Daftar Tugas:
**a.** Dalam artikel tentang pengembangan literasi di Natuna, mengapa perjalanan ke Natuna terkesan seperti hendak mendarat di medan perang? Jawab dalam satu sampai tiga kalimat.
**b.** Ambil dari artikel tentang pengembangan literasi di Natuna bagian yang dimulai dengan "Di Natuna, saya" dan berlanjut sampai "Bacaan Masyarakat (TBM).", lalu salin tanpa mengubah apa pun.

Kutipan Artikel:
^^^^

Sabtu, 15 Desember 2012

Pengembangan Literasi di Daerah


Pengembangan Literasi di Daerah
Gol A Gong ;  Ketua Umum Pengurus Pusat Forum Taman Bacaan Masyarakat (Forum TBM)
KORAN TEMPO, 15 Desember 2012


Sekitar Oktober 2010, saya diundang ke Kabupaten Natuna, Kepulauan Riau, oleh Fokusmaker (Forum Diskusi Mahasiswa Kekaryaan) Natuna untuk memberi pelatihan menulis novel kepada pelajar SMA. Pulau Natuna berada di perbatasan luar, Laut Cina Selatan. Untuk sampai ke sana, saya harus naik pesawat ke Batam pada Senin dan Rabu. Dari Batam, naik pesawat jenis kecil. Tarifnya tentu mahal dan dibumbui ketakutan pesawat akan crash. Jadi, terkesan hendak mendarat di medan perang.
Di Natuna, saya merasakan betapa penduduknya lebih dekat ke Malaysia. Gaya hidup mereka juga. Hasil bumi mereka juga lebih mudah diangkut dengan kapal-kapal dari Malaysia, Hong Kong, Jepang, dan Cina. Hal lainnya adalah tidak adanya toko buku, apalagi perpustakaan umum, yang representatif. Jumlah toko buku di Indonesia hanya sekitar 5.000. Itu pun kebanyakan terdapat di Pulau Jawa. 
Meskipun berada dalam kondisi penuh keterbatasan, bukan berarti hidup harus diserahkan begitu saja kepada nasib. Keterbatasan tersebut justru menjadi pemicu dan pemacu masyarakat untuk terlibat membangun budaya membaca di Pulau Natuna. Salah satunya adalah Komunitas Fokusmaker, melalui pembangunan dan penyelenggaraan Taman Bacaan Masyarakat (TBM). 
Saya dibawa masuk hutan menggunakan mobil Kijang. Melintasi jalanan tanah berdebu, menembus hutan kelapa sawit yang terbengkalai. Sudah sampaikah saya pada lokasi TBM yang akan dituju? Belum. Saya harus turun dari mobil, melanjutkan perjalanan dengan meniti jembatan kayu, lengkap dengan ancaman buaya yang kapan pun bisa iseng melintas.

^^^^

Baris Tersedia:

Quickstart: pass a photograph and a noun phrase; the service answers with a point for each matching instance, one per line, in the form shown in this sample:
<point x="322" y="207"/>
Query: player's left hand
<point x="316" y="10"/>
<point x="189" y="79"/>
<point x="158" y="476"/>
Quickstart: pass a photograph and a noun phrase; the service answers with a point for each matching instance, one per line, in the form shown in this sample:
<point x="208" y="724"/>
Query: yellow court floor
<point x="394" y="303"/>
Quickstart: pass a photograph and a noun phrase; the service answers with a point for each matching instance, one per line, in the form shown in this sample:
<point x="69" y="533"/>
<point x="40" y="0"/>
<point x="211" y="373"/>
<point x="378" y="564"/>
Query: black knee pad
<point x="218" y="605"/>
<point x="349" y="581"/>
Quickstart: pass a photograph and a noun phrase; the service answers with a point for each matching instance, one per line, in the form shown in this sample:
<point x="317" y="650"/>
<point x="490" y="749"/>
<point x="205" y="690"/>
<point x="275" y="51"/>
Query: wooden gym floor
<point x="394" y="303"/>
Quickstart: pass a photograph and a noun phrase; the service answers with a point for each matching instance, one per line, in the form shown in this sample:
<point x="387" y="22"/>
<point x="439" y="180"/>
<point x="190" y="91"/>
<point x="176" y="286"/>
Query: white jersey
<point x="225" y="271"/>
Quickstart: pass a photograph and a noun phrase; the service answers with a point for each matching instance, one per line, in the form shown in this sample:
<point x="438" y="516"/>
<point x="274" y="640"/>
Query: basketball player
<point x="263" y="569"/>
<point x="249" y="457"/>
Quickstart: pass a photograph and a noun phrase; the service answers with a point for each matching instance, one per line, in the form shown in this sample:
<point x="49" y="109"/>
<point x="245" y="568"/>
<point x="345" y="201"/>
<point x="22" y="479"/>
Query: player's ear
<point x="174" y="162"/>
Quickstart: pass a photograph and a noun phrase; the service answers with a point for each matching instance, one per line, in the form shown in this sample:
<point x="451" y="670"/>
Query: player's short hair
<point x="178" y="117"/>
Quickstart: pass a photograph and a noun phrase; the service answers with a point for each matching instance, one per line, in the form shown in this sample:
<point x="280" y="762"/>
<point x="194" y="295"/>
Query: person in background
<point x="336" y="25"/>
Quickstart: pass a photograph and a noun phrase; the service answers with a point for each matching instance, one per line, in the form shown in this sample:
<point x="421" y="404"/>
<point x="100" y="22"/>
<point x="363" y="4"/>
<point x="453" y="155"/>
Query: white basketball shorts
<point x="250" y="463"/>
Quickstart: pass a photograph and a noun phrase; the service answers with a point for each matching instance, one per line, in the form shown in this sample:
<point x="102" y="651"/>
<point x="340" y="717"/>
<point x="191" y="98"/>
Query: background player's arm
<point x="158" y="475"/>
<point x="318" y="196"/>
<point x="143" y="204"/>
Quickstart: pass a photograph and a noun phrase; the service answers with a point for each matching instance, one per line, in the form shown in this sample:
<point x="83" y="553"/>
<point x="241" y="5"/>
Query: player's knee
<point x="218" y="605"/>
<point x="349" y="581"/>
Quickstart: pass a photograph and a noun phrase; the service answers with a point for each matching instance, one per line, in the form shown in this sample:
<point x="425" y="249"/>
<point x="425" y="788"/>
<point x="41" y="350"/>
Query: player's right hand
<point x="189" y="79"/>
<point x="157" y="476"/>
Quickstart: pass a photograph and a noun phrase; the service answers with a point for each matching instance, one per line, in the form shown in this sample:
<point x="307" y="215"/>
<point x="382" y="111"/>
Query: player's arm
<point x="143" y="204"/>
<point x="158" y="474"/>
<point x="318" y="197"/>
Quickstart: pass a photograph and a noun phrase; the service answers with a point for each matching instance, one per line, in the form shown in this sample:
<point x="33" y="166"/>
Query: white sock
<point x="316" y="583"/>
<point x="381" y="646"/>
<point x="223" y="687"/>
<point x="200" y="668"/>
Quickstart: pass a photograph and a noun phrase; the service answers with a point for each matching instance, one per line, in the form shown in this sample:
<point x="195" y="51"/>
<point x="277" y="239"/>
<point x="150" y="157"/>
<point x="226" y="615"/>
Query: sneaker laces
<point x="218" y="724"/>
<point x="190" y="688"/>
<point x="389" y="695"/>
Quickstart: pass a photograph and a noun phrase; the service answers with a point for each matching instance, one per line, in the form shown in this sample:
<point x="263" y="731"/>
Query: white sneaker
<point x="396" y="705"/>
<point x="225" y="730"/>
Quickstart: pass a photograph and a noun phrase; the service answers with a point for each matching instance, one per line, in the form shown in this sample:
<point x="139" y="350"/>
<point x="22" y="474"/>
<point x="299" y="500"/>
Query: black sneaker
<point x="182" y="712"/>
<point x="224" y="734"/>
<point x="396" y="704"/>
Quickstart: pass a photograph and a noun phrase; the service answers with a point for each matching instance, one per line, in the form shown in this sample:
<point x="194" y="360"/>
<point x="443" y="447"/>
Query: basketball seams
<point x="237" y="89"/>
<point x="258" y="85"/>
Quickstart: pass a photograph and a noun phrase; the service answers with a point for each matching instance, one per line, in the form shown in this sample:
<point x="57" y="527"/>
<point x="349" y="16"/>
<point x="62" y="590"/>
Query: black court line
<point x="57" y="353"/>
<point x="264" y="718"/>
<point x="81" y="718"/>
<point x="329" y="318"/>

^^^^

Pembahasan Jawaban:
**a.** Dari Batam, perjalanan harus dilanjutkan dengan pesawat jenis kecil. Tarifnya mahal dan disertai ketakutan pesawat akan crash.

**b.**
Di Natuna, saya merasakan betapa penduduknya lebih dekat ke Malaysia. Gaya hidup mereka juga. Hasil bumi mereka juga lebih mudah diangkut dengan kapal-kapal dari Malaysia, Hong Kong, Jepang, dan Cina. Hal lainnya adalah tidak adanya toko buku, apalagi perpustakaan umum, yang representatif. Jumlah toko buku di Indonesia hanya sekitar 5.000. Itu pun kebanyakan terdapat di Pulau Jawa. 
Meskipun berada dalam kondisi penuh keterbatasan, bukan berarti hidup harus diserahkan begitu saja kepada nasib. Keterbatasan tersebut justru menjadi pemicu dan pemacu masyarakat untuk terlibat membangun budaya membaca di Pulau Natuna. Salah satunya adalah Komunitas Fokusmaker, melalui pembangunan dan penyelenggaraan Taman Bacaan Masyarakat (TBM).